** EXCERPT follows **

It's my understanding that a cancerous cell has the telomerase function turned on permanently, while healthy somatic cells do not. However the mechanism that activates telomerase is the same and therefore telomerase inhibitors would affect healthy cells as well.
Can you find a study that says otherwise, or is this just your opinion?
A
>> It's my understanding that a cancerous cell has the telomerase function turned on permanently, while
healthy somatic cells do not.This is correct.
>>
However the mechanism that activates telomerase is the same and therefore telomerase inhibitors would affect healthy cells as well. This is NOT correct. The 2 mechanisms are very different.
The mechanism that activates telomerase in healthy somatic cells is well-defined and well-understood. There's a repressor protein bound to a regulator element controlling the expression of hTERT. You introduce a small molecule that attaches to the repressor protein and this dislodges it from its DNA binding site. The hTERT gene then starts expressing the protein component of telomerase which combines with plenty of available RNA component to form the telomerase enzyme.
The botanicals in product B that you keep claiming are "inhibitors" (curcumin, green tea, boswellia, resveratrol) only cause a problem in somatic cells if they somehow prevent the small molecule in question from coaxing the repressor protein off its binding site. A good screen finds the small molecules that coax the repressor protein off the DNA, and simulatneously weeds out the molecules that encourage it to hang on tighter. Since the whole process is so well-defined and well-understood, this is pretty easy to do. I trust that Bill Andrews has done it well.
In contrast, the mechanisms that activate telomerase in cancer cells are poorly-defined and poorly-understood. There's no one mechanism. Cancer cells have figured out a plethora of diiferent ways to do it, and no one is close to understanding how many ways there really are -- let alone how each individual mechanism works. For example, some cancer cells seem to replicate the telomerase gene over and over again, making many different copies. Others rely on a virus to insert itself upstream of the promoter. The list goes on and on. It varies greatly from one cancer cell line to another.
Suppose you expose some cancer cell line to some random molecule (say curcumin, green tea, boswellia, etc), and then discover via a TRAP assay that telomerase expression has been reduced. What can you then conclude about healthy somatic cells? Very little. There's a whole series of intermediate mechanisms that occur in the cancer cell in between exposure to the compound and the reduction of telomerase, which the experiment tells you nothing about -- and which, as I said, are very poorly understood to begin with. All of this has very little to do with whether or not this particular molecule (curcumin, green tea, boswellia, resveratrol, etc) will make it harder to coax the repressor protein off its binding site in a healthy somatic cell.

** End of EXCERPT **

*TASK A*
In the telomerase discussion, what is bound to the regulator element that controls the expression of hTERT?
*TASK B*
Reproduce the telomerase discussion word for word from "Can you find" to "are very different.".

** SOURCE INFORMATION follows **

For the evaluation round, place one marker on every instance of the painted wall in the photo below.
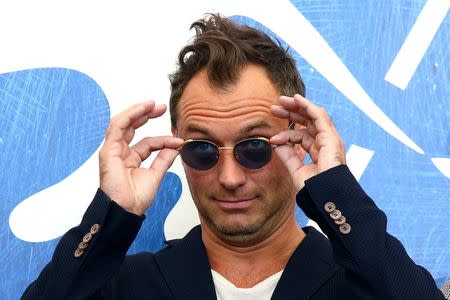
(381, 69)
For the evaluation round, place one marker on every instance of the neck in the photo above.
(247, 265)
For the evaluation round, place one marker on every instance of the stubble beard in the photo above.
(254, 232)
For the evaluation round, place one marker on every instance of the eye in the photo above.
(204, 147)
(256, 144)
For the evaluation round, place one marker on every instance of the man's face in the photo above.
(238, 204)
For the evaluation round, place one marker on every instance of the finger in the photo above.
(123, 125)
(317, 114)
(281, 112)
(162, 162)
(146, 146)
(299, 136)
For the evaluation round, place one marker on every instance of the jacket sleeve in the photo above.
(360, 242)
(88, 255)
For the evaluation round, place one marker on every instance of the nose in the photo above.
(231, 174)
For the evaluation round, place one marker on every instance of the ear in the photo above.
(174, 131)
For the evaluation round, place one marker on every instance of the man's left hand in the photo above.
(314, 133)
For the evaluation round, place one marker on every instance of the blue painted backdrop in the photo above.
(53, 119)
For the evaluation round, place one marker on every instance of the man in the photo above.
(243, 145)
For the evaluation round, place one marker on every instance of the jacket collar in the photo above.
(309, 267)
(185, 267)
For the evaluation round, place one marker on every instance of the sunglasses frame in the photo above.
(220, 149)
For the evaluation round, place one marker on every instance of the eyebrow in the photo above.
(249, 128)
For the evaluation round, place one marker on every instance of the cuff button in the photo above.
(329, 207)
(336, 214)
(78, 253)
(340, 221)
(345, 228)
(87, 237)
(95, 229)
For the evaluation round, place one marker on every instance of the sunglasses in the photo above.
(252, 153)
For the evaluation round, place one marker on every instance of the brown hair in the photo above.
(223, 48)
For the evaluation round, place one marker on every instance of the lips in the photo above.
(233, 204)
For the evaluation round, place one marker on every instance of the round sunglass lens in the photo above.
(253, 153)
(201, 155)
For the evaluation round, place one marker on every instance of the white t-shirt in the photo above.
(225, 290)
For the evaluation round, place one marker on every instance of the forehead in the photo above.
(244, 105)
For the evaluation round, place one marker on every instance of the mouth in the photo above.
(235, 204)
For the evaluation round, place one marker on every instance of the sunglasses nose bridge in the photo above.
(225, 148)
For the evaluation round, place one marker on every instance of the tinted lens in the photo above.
(201, 155)
(253, 153)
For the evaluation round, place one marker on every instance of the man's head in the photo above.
(223, 48)
(227, 80)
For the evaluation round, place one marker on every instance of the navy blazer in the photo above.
(361, 261)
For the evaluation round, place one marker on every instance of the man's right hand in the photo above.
(121, 176)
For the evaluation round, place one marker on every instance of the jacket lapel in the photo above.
(310, 266)
(185, 267)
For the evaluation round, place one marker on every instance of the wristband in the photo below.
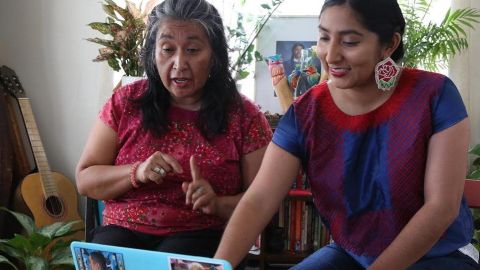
(133, 171)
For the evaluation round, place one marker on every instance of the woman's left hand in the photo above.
(199, 192)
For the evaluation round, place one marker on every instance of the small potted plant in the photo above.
(39, 248)
(125, 31)
(242, 42)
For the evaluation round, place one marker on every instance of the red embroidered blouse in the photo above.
(160, 209)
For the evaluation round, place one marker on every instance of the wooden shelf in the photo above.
(299, 194)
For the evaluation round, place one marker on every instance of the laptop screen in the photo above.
(90, 256)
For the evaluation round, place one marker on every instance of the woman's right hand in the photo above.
(156, 167)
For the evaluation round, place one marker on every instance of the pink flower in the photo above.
(387, 71)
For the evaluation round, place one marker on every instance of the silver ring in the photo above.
(199, 191)
(160, 171)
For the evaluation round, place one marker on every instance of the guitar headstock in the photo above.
(10, 82)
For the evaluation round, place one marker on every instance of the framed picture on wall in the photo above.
(291, 53)
(279, 36)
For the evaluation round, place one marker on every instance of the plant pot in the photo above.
(131, 79)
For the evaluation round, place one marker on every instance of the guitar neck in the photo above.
(49, 187)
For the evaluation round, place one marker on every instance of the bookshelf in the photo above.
(293, 234)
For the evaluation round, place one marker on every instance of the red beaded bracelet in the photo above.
(133, 171)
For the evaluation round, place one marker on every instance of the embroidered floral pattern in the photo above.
(161, 209)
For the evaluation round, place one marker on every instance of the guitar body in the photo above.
(50, 196)
(60, 207)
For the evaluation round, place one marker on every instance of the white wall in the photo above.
(465, 72)
(44, 42)
(297, 28)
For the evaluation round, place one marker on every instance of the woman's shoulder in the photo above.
(248, 105)
(132, 90)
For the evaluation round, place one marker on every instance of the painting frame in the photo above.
(278, 30)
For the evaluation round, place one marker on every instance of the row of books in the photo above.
(302, 227)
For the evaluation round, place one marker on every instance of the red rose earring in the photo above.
(387, 73)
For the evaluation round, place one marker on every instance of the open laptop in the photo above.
(90, 256)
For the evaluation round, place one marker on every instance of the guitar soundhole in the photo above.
(54, 206)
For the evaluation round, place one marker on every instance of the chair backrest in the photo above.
(93, 216)
(472, 193)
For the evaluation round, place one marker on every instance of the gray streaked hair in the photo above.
(220, 95)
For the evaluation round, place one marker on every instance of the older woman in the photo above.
(384, 149)
(172, 155)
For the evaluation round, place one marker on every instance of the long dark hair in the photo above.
(383, 17)
(220, 94)
(295, 45)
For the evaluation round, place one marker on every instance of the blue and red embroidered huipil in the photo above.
(367, 171)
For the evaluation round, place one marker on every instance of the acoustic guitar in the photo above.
(50, 196)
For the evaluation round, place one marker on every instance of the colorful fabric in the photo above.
(160, 209)
(367, 171)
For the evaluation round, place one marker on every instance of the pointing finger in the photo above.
(194, 169)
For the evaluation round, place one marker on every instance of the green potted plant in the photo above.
(241, 41)
(39, 248)
(125, 31)
(431, 45)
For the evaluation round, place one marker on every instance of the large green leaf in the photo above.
(62, 257)
(4, 260)
(475, 150)
(430, 45)
(27, 222)
(36, 263)
(21, 243)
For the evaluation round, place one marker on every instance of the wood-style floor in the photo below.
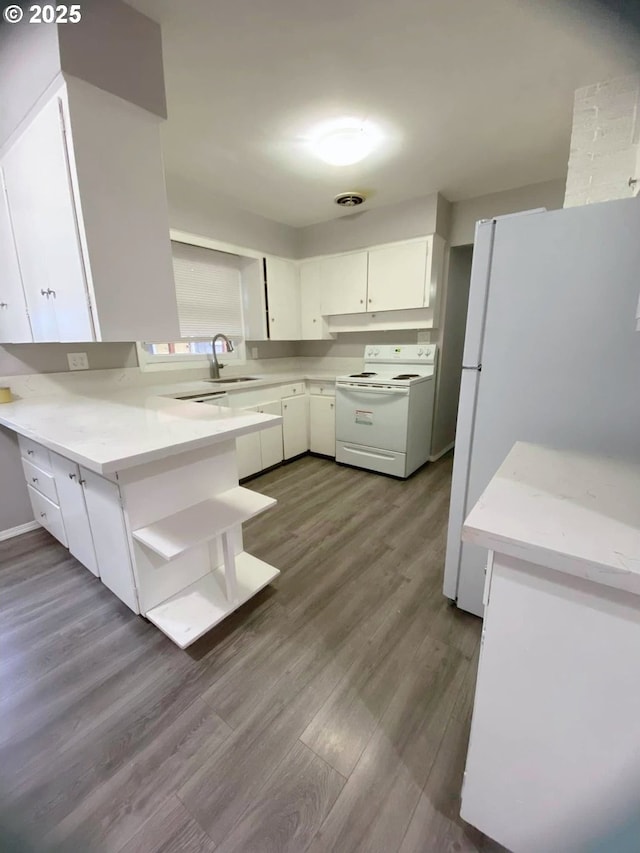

** End of SOURCE INFORMATION **

*REPLY A*
A repressor protein.

*REPLY B*
Can you find a study that says otherwise, or is this just your opinion?
A
>> It's my understanding that a cancerous cell has the telomerase function turned on permanently, while
healthy somatic cells do not.This is correct.
>>
However the mechanism that activates telomerase is the same and therefore telomerase inhibitors would affect healthy cells as well. This is NOT correct. The 2 mechanisms are very different.